**Aim of the task**
Below are some records; copy them word for word and drop the pictures.

**Material for this task**
***

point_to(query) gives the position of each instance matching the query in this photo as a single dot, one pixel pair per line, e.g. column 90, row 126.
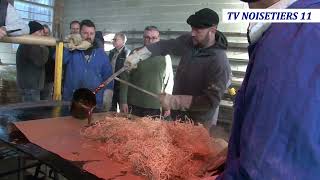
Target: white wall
column 127, row 15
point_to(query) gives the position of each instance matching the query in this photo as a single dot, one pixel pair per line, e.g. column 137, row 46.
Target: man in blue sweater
column 87, row 66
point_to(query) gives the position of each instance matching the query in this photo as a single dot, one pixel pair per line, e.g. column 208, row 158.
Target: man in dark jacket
column 117, row 57
column 203, row 73
column 47, row 91
column 31, row 60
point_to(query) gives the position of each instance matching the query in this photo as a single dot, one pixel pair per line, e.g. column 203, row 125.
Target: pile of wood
column 155, row 148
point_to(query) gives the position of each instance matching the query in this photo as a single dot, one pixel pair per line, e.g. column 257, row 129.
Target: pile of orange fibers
column 156, row 149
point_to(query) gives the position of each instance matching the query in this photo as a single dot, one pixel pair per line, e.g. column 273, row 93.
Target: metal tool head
column 83, row 103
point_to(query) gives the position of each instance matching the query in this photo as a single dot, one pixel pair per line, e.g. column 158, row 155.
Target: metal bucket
column 83, row 103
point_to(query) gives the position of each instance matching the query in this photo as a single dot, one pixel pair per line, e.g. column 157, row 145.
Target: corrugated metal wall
column 129, row 15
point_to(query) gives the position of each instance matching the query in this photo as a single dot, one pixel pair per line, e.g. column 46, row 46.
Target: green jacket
column 155, row 75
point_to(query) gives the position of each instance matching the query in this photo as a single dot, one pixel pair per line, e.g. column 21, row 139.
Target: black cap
column 203, row 18
column 249, row 1
column 34, row 26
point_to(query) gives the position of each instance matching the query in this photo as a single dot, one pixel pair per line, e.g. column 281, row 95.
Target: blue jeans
column 30, row 95
column 47, row 92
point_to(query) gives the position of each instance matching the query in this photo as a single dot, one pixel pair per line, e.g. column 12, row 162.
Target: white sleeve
column 13, row 21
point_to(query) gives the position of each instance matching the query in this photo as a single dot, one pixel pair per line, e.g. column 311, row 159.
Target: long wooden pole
column 58, row 72
column 45, row 41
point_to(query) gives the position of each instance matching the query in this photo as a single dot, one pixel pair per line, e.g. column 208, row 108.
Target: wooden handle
column 29, row 39
column 138, row 88
column 107, row 81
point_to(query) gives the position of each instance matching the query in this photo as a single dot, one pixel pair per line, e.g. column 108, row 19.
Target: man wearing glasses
column 154, row 75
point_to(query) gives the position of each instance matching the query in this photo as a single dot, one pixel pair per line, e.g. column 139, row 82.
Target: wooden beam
column 57, row 25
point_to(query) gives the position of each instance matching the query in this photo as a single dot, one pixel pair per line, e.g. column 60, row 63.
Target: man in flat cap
column 203, row 72
column 276, row 125
column 10, row 22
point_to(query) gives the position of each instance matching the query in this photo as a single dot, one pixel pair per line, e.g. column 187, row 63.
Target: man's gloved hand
column 3, row 32
column 137, row 56
column 84, row 45
column 175, row 102
column 107, row 99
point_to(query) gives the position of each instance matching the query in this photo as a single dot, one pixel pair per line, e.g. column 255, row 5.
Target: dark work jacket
column 202, row 73
column 119, row 64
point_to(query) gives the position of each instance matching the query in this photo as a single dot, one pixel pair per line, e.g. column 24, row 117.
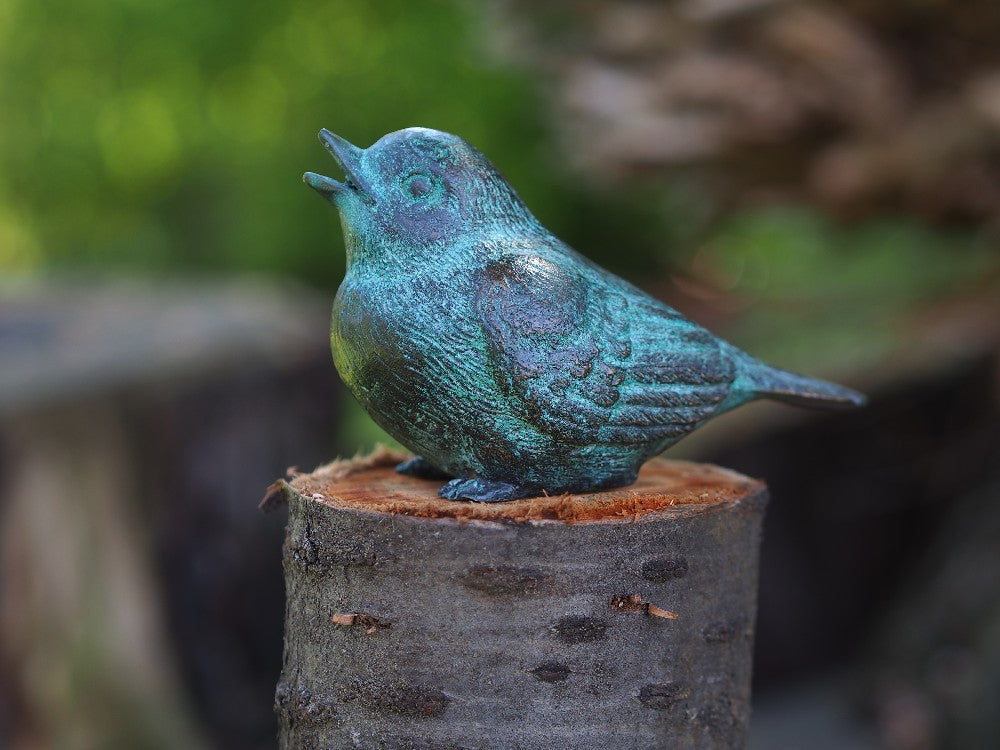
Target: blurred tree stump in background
column 860, row 106
column 141, row 603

***

**Result**
point_to(query) gives the position of each instance matching the query in this photo as a single dot, one pixel pair per line, e.g. column 90, row 126.
Target: white wall
column 127, row 15
point_to(query) gives the position of each instance matching the query in this photo as a single dot, one pixel pair per line, e.g. column 137, row 46.
Target: man in blue sweater
column 87, row 66
point_to(query) gives the position of each instance matching the query in this photo as a single dot, one pixel pair per line, e.g. column 208, row 158.
Target: man in dark jacket
column 117, row 57
column 203, row 73
column 47, row 91
column 31, row 60
point_to(query) gives the position of each instance matching the query in this photo as a single dot, one pixel pair per line, e.g. column 203, row 125.
Target: pile of wood
column 155, row 148
point_to(query) gives the position of each instance matching the query in this photo as a single dot, one pixel pair per line, e.g. column 257, row 129.
Target: pile of orange fibers
column 156, row 149
point_to(query) gives the position of each instance matching the query in this photo as a single dot, one pixel pair per line, e.g. column 273, row 93.
Target: metal tool head
column 83, row 103
point_to(query) gives the position of each instance matching the query in this photo as a single dot, one pixel pair per line, e.g. column 158, row 155.
Target: metal bucket
column 83, row 103
point_to(query) gives the position of each instance matching the query in this photo as a single dot, one pixel pair per line, e.g. column 157, row 145.
Target: corrugated metal wall
column 129, row 15
point_to(query) gives the position of each instance matching the query in this photo as a single dot, one pixel pair per line, e.g. column 46, row 46.
Target: green jacket
column 155, row 75
point_to(query) gives the position of each instance matching the query in this photo as a single dot, one pixel pair per line, e.g. column 21, row 139.
Target: black cap
column 203, row 18
column 249, row 1
column 34, row 26
point_to(query) gives the position of each instance matching the query in this photo as a single dot, one pixel pair per line, e.g. column 281, row 95.
Target: blue jeans
column 30, row 95
column 47, row 92
point_to(query) gives the position of each instance matching the query in this photo as a single dot, one pixel pair per line, e.g. column 12, row 162.
Target: white sleeve
column 13, row 21
point_to(query) gives the position of each instance matching the query in this photo as a single dot, one pixel pair per line, e.g. column 311, row 159.
Target: long wooden pole
column 58, row 72
column 45, row 41
point_to(query) gives the position of each instance matching the query in this photo as a single dot, one pixel pair per line, e.g. column 208, row 108.
Target: wooden handle
column 29, row 39
column 138, row 88
column 107, row 81
point_to(query) gives the position of each instance matching the query in this photo as a single dot, one pixel pair per line, e.g. column 108, row 19.
Target: man wearing glasses
column 154, row 75
point_to(query) gives the position of each instance matching the query in this photo as a single dot, one pixel pair per line, e.g. column 139, row 82.
Target: wooden beam
column 57, row 25
point_to(query) gives the position of each instance matching the query in this photo as a single dot, one pixel pair per line, e.g. column 60, row 63.
Target: man in flat cap
column 203, row 72
column 276, row 125
column 10, row 22
point_to(query) gives the position of each instance matching the query in this photo as a single dot, one pixel pair per line, e.g. column 187, row 63.
Target: man's gloved hand
column 3, row 32
column 137, row 56
column 84, row 45
column 175, row 102
column 107, row 99
point_to(query) gives the position of each instance matching the query in this photo as a single dot, one pixel pair per line, e.g. column 255, row 5.
Target: dark work jacket
column 202, row 73
column 119, row 64
point_to(query) gives the position of each instance matching the query in this photo as a single dot, one pixel pair per line, e.g. column 24, row 117.
Target: blurred tree stump in background
column 860, row 106
column 141, row 603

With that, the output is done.